▶ _任务要求 1_:
在趋势分析代码中，斜率大于多少时趋势被判定为"上升"？
▶ _任务要求 2_:
从最后一行之后接着写趋势分析代码。

▶ _引用文本_:

#####

ShopTRAINING/server/analysis/trend_analysis.py

"""
药店销售预测系统 - 趋势分析函数
"""

import numpy as np
import pandas as pd
from scipy import stats

def analyze_prediction_result(product_id, model_type, predictions, features=None):
    """
    分析预测结果并提供洞察
    
    参数:
    product_id: 产品ID
    model_type: 模型类型
    predictions: 预测结果
    features: 特征数据，可选
    
    返回:
    分析结果字典
    """
    analysis = {}
    
    # 分析趋势
    analysis['trend'] = analyze_trend(predictions)
    
    # 计算统计数据
    analysis['statistics'] = calculate_prediction_statistics(predictions)
    
    # 计算日环比变化
    analysis['day_over_day'] = calculate_day_over_day_changes(predictions)
    
    # 如果提供了特征数据，分析影响因素
    if features is not None:
        analysis['influencing_factors'] = analyze_influencing_factors(product_id, model_type, predictions, features)
    
    # 生成解释文本
    analysis['explanation'] = generate_prediction_explanation(analysis, product_id, model_type)
    
    return analysis

def analyze_trend(predictions):
    """
    分析预测结果的趋势
    
    参数:
    predictions: 预测结果数组
    
    返回:
    趋势分析结果字典
    """
    # 计算线性回归斜率
    x = np.arange(len(predictions))
    slope, intercept, r_value, p_value, std_err = stats.linregress(x, predictions)
    
    # 判断趋势类型
    if slope > 0.05:
        trend_type = "上升"
    elif slope < -0.05:
        trend_type = "下降"
    else:
        trend_type = "平稳"
    
    # 计算波动性
    volatility = np.std(predictions) / np.mean(predictions) if np.mean(predictions) > 0 else 0
    
    # 判断波动程度
    if volatility < 0.1:
        volatility_level = "低"
    elif volatility < 0.3:
        volatility_level = "中"
    else:
        volatility_level = "高"
    
    return {
        'slope': slope,
        'trend_type': trend_type,
        'r_squared': r_value ** 2,
        'p_value': p_value,
        'volatility': volatility,
        'volatility_level': volatility_level
    }

def calculate_prediction_statistics(predictions):
    """
    计算预测结果的统计数据
    
    参数:
    predictions: 预测结果数组
    
    返回:
    统计数据字典
    """
    return {
        'mean': np.mean(predictions),
        'median': np.median(predictions),
        'min': np.min(predictions),
        'max': np.max(predictions),
        'std': np.std(predictions),
        'q1': np.percentile(predictions, 25),
        'q3': np.percentile(predictions, 75)
    }

def calculate_day_over_day_changes(predictions):
    """
    计算日环比变化
    
    参数:
    predictions: 预测结果数组
    
    返回:
    日环比变化列表
    """
    changes = []
    for i in range(1, len(predictions)):
        if predictions[i-1] != 0:
            pct_change = (predictions[i] - predictions[i-1]) / predictions[i-1] * 100
        else:
            pct_change = float('inf') if predictions[i] > 0 else 0
        changes.append(pct_change)

#####

▶ _记录信息_:
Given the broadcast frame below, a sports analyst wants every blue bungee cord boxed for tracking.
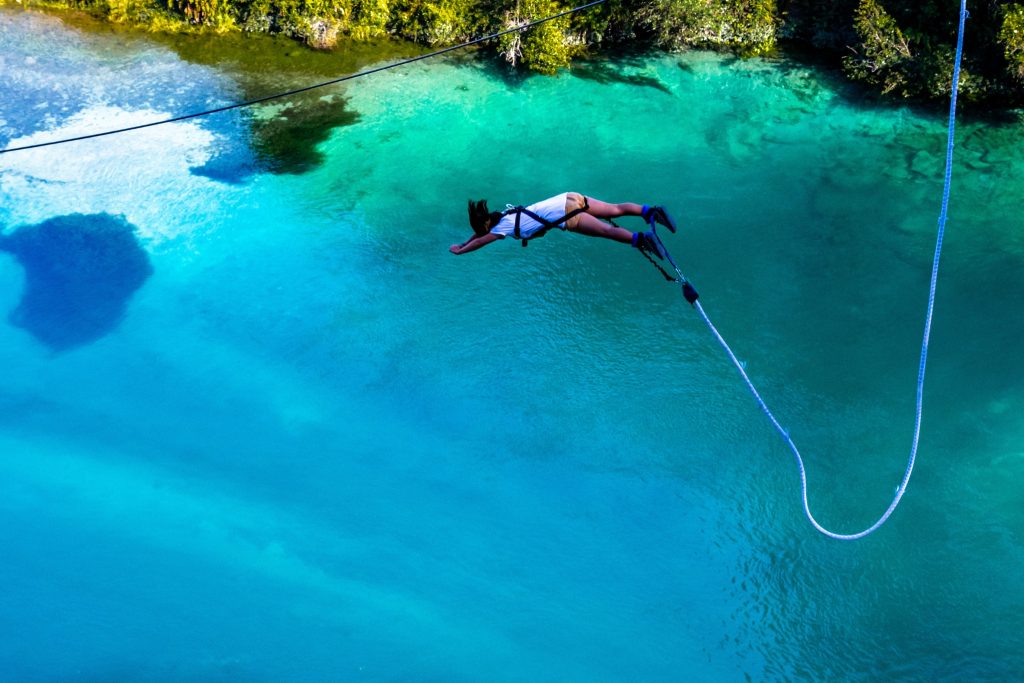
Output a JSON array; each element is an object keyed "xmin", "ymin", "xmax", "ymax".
[{"xmin": 651, "ymin": 0, "xmax": 968, "ymax": 541}]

#####

▶ _书面回答 1_:
斜率大于0.05时判定为"上升"。

▶ _书面回答 2_:
    return changes

def analyze_influencing_factors(product_id, model_type, predictions, features):
    """
    分析影响预测结果的因素
    
    参数:
    product_id: 产品ID
    model_type: 模型类型
    predictions: 预测结果数组
    features: 特征数据
    
    返回:
    影响因素分析结果字典
    """
    # 这里简单地返回一些基本信息，实际应用中可以进行更复杂的分析
    return {
        'product_id': product_id,
        'model_type': model_type,
        'feature_count': features.shape[1] if hasattr(features, 'shape') else len(features),
        'important_features': ['温度', '促销', '季节性'] if product_id in ['P001', 'P004'] else ['价格', '周末', '节假日']
    }

def generate_prediction_explanation(analysis, product_id, model_type):
    """
    根据分析结果生成解释文本
    
    参数:
    analysis: 分析结果字典
    product_id: 产品ID
    model_type: 模型类型
    
    返回:
    解释文本
    """
    trend = analysis['trend']
    stats = analysis['statistics']
    
    # 生成趋势解释
    trend_text = f"预测显示销量整体呈{trend['trend_type']}趋势，"
    
    if trend['trend_type'] == "上升":
        trend_text += f"平均每天增长约{abs(trend['slope']):.2f}个单位。"
    elif trend['trend_type'] == "下降":
        trend_text += f"平均每天下降约{abs(trend['slope']):.2f}个单位。"
    else:
        trend_text += "销量基本保持稳定。"
    
    # 生成波动性解释
    volatility_text = f"预测期内销量波动性{trend['volatility_level']}，"
    if trend['volatility_level'] == "高":
        volatility_text += "表明销量可能受到多种因素的影响，预测的不确定性较高。"
    elif trend['volatility_level'] == "中":
        volatility_text += "表明销量有一定波动，但整体可控。"
    else:
        volatility_text += "表明销量相对稳定，预测可信度较高。"
    
    # 生成统计数据解释
    stats_text = f"预测期内平均日销量为{stats['mean']:.2f}个单位，"
    stats_text += f"最高日销量为{stats['max']:.2f}个单位，最低日销量为{stats['min']:.2f}个单位。"
    
    # 组合解释文本
    explanation = f"{model_type}模型对产品{product_id}的预测分析：\n"
    explanation += trend_text + "\n"
    explanation += volatility_text + "\n"
    explanation += stats_text
    
    # 如果有影响因素分析，添加到解释中
    if 'influencing_factors' in analysis and analysis['influencing_factors'] is not None:
        factors = analysis['influencing_factors']
        if 'important_features' in factors:
            explanation += f"\n\n主要影响因素包括：{', '.join(factors['important_features'])}。"
    
    return explanation

def compare_with_historical(predictions, product_df):
    """
    将预测结果与历史数据进行比较
    
    参数:
    predictions: 预测结果数组
    product_df: 产品历史数据DataFrame
    
    返回:
    比较结果字典
    """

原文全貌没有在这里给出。